- **Document passage**:
-- Opening Marker --
- Born: 17 September 1956 (age 69) Northeim, Lower Saxony, Germany
- Education: University of Göttingen (Ph.D. 1984)
- Known for: Cloning a resistance gene against nematodes in beets
- Awards: Leibniz Prize of the German Research Foundation
- Scientific career
- Fields: Plant genetics, molecular biology
- Institutions: Leibniz University Hannover; LMU Munich; Plant Breeding Institute, Kiel University
- Thesis: Intrinsic performance and interactions of rye and wheat genomes in triticale (1984)
- Doctoral advisor: Gerhard Röbbelen

= Christian Jung (geneticist) =

German plant geneticist

Christian Jung (born 17 September 1956, Northeim, Lower Saxony), is a plant geneticist and molecular biologist in the Plant Breeding Institute of Kiel University.

== Career ==

After internships in agricultural companies in Germany and Canada Jung studied at the University of Göttingen with Hans Günter Schlegel, and in 1981 obtained a diploma on the basis of the "Detection of nitrogen fixation in two strains of the hydrogen bacterium Alcaligenes latus". He studied at the Institute for Plant Production and Plant Breeding of the same university, where he received his doctorate in 1984 with a thesis on the "Intrinsic performance and interactions of rye and wheat genomes in triticale" supervised by Gerhard Röbbelen.
-- Closing Marker --
Collected data
-- Opening Marker --
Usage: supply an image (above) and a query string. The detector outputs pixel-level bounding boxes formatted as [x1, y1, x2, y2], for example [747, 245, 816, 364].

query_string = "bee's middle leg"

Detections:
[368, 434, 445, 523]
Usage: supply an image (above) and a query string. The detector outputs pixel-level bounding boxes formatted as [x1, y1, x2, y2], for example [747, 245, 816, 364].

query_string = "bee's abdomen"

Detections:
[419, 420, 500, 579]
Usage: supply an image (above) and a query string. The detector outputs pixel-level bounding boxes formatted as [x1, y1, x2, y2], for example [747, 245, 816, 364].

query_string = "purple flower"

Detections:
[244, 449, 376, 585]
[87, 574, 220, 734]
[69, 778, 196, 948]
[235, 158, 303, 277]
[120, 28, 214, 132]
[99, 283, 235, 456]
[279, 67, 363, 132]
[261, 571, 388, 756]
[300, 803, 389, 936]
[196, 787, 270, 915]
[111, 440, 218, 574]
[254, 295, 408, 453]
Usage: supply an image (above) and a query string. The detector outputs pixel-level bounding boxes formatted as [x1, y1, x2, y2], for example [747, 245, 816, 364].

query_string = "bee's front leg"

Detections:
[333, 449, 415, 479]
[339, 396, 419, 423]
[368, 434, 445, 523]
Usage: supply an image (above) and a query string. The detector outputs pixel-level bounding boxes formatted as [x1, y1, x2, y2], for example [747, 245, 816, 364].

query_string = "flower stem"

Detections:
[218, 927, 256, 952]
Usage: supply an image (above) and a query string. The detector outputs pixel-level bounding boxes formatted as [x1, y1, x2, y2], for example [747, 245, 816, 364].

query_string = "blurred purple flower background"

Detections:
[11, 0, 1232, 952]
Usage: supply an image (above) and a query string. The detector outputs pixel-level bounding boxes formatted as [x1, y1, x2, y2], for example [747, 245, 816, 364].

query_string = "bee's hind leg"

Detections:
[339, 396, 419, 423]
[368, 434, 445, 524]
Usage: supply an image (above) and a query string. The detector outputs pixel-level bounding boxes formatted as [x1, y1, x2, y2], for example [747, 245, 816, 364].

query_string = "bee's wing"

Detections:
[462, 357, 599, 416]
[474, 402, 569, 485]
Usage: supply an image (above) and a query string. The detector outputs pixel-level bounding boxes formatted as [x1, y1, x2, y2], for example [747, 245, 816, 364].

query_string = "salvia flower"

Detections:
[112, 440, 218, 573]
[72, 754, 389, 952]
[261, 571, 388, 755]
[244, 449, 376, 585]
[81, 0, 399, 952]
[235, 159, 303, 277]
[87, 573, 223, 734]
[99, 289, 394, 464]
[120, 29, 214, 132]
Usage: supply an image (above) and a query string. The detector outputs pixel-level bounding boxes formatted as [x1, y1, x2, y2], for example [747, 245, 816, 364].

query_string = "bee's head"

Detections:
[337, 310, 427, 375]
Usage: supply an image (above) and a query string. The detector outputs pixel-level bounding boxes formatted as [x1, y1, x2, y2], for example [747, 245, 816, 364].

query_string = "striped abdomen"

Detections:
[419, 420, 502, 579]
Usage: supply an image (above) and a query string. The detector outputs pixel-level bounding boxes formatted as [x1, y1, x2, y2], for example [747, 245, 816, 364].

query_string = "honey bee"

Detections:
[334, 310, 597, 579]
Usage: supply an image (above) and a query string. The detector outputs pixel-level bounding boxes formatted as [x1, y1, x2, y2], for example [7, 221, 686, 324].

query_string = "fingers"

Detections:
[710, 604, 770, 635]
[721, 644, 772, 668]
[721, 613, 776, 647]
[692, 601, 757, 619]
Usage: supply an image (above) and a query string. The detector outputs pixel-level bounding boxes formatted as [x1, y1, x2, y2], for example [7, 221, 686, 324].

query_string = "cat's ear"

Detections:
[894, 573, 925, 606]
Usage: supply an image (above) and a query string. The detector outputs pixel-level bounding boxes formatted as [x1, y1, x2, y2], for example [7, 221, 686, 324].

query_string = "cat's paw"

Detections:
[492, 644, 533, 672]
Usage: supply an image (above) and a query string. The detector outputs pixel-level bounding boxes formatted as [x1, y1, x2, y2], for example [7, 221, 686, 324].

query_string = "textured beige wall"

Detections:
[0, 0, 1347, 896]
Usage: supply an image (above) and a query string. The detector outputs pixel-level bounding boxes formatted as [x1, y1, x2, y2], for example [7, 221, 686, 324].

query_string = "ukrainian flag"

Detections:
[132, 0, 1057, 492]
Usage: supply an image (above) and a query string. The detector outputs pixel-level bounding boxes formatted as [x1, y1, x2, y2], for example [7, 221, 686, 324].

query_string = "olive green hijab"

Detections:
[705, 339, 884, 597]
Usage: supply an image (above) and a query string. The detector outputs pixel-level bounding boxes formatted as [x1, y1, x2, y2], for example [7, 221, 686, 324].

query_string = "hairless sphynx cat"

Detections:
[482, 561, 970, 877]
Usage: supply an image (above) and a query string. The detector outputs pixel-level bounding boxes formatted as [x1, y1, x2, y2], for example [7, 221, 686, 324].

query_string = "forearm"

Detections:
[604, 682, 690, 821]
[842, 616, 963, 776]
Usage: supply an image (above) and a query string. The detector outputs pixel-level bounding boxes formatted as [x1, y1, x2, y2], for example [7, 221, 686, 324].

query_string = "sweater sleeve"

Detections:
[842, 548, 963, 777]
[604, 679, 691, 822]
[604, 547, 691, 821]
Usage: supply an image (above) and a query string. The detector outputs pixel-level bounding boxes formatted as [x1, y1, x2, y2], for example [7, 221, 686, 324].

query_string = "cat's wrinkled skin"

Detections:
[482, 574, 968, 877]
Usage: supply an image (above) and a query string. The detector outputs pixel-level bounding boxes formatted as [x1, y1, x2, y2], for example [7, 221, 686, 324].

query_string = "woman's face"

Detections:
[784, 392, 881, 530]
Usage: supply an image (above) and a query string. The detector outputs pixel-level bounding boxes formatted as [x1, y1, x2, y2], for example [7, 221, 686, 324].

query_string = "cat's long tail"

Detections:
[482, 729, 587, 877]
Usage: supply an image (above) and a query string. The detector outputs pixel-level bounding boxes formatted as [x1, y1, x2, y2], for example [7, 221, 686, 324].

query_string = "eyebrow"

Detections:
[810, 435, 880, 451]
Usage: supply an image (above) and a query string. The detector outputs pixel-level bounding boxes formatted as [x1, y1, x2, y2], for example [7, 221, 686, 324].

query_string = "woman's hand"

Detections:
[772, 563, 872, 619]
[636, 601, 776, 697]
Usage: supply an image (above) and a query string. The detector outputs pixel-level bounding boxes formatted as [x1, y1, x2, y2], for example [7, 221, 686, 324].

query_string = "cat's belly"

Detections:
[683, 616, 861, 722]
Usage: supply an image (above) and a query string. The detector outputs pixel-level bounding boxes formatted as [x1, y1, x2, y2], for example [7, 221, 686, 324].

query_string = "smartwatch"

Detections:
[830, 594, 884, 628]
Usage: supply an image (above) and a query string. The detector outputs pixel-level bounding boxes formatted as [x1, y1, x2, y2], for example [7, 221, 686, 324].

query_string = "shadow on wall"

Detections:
-- Closing Marker --
- **Required work**:
**1.** According to the Christian Jung article, in what year did Jung obtain his diploma at the University of Göttingen?
**2.** From the Christian Jung article, extract the part that opens with the words containing "Christian Jung (born" and closes with "of Kiel University.".
**3.** Continue the Christian Jung article from the point where it stops.
The items are separate material, apart from the Christian Jung article.

- **Exercise responses**:
**1.** 1981

**2.**
Christian Jung (born 17 September 1956, Northeim, Lower Saxony), is a plant geneticist and molecular biologist in the Plant Breeding Institute of Kiel University.

**3.**
Later Jung had positions at the Leibniz University Hannover and LMU Munich before becoming Professor and Director at
the Plant Breeding Institute of Kiel University.

==Research==
Jung's principal interest is in molecular breeding and the development of pest-resistant crops. In that respect he is known for cloning a resistance gene against nematodes in beets. Other notable work includes cloning the genome of quinoa, and the importance of controlling the time of flowering time in plant breeding.

==Awards==
In 2005 Jung received the Leibniz Prize awarded by the German Research Foundation.